→ Tu tarea
Reproduce literalmente el pasaje del artículo sobre Bolivia como país de alto riesgo que comienza con "El cambio climático es" y sigue hasta "el calentamiento planetario.".

14 diciembre 2010

Bolivia, país de alto riesgo


Carlos-Rodrigo Zapata C.

En las últimas décadas se ha podido observar un crecimiento irrefrenable de los desastres a escala mundial, tanto en frecuencia, como en magnitud y extensión. Un estudio de NNUU revela que el crecimiento en el impacto o daño que causan los desastres, ocasionados por inundaciones, huracanes, deslizamientos, incendios y otros, se ha multiplicado 14 veces en los últimos 40 años del Siglo XX, al pasar de 39 mil millones a 560 mil millones de dólares los costos que anualmente ocasionan los desastres a la economía mundial.


La explicación actual de este fenómeno señala de modo unánime al ser humano y su intervención depredadora sobre su propio hábitat como el gran causante o responsable de esta debacle, al punto que la especie humana es considerada cada vez más una especie suicida, pues parece empeñada en destruir sus propias bases de sustentación, extremo al que no llega ninguna (otra) especie animal conocida.

La culminación actual de este proceso de destrucción masiva de nuestras bases de vida se expresa de modo patético en el cambio climático, el que mediante el calentamiento esperado de la atmósfera terrestre en 3 a 5 grados centígrados en el curso del presente siglo, desencadenará el deshiele de los polos y nieves eternas, así como una cantidad impredecible de mutaciones y desajustes de la flora, la fauna y los biotopos respecto de sus comportamientos tradicionales, cambios que alterarán profundamente los sistemas tradicionales de producción, ya que los conocimientos y medios disponibles quedarán en muchos casos obsoletos o en desuso, a la par que se requerirá una multiplicidad de nuevos recursos y saberes para adaptarse a las nuevas condiciones que nos imponga el clima.

El cambio climático es un mal público global, una externalidad negativa, que constituye una amenaza sin parangón para las sociedades y la existencia misma de la especie humana. Nos toca sufrir sus consecuencias, hayamos o no contribuido a provocar ese efecto, a la par que debemos desarrollar con urgencia las capacidades necesarias para preparar a la sociedad a convivir con las consecuencias que nos está trayendo este cambio, sin dejar de lado la lucha por evitar el calentamiento planetario.

Más allá de esta amenaza global, el incremento de los desastres a escala local también surge por los “problemas no resueltos del desarrollo” que conforman una cadena social e institucional de errores, omisiones y malas prácticas, tanto en los procesos de ocupación territorial (inadecuada construcción y emplazamiento de la infraestructura), como en el manejo no sostenible de los recursos naturales renovables. Por decirlo de modo simple, si bien en todas partes llueve, sólo se caen casas en lugares altamente vulnerables, expuestos a deslizamientos.

→ Datos sin procesar
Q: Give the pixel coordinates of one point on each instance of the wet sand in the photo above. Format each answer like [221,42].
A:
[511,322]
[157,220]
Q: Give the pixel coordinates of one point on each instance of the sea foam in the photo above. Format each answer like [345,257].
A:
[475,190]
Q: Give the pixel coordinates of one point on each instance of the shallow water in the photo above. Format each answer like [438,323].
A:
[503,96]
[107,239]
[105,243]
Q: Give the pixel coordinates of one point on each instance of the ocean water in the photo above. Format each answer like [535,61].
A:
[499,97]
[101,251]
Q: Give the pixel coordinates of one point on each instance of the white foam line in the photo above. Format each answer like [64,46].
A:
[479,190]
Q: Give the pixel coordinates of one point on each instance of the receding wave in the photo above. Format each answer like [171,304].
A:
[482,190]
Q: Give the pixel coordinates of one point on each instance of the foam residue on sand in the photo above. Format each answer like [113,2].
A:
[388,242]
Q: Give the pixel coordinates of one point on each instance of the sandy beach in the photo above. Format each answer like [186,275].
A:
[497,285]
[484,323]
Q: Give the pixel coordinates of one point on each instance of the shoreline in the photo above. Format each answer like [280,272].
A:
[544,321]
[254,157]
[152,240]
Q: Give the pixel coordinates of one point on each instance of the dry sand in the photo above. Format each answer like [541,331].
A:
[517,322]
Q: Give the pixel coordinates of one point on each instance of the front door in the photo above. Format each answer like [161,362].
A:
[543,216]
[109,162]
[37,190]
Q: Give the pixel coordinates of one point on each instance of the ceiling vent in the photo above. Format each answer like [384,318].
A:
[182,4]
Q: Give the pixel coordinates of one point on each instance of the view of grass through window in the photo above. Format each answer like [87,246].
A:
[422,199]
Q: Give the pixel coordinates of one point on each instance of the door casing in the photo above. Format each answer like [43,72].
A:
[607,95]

→ Respuesta
El cambio climático es un mal público global, una externalidad negativa, que constituye una amenaza sin parangón para las sociedades y la existencia misma de la especie humana. Nos toca sufrir sus consecuencias, hayamos o no contribuido a provocar ese efecto, a la par que debemos desarrollar con urgencia las capacidades necesarias para preparar a la sociedad a convivir con las consecuencias que nos está trayendo este cambio, sin dejar de lado la lucha por evitar el calentamiento planetario.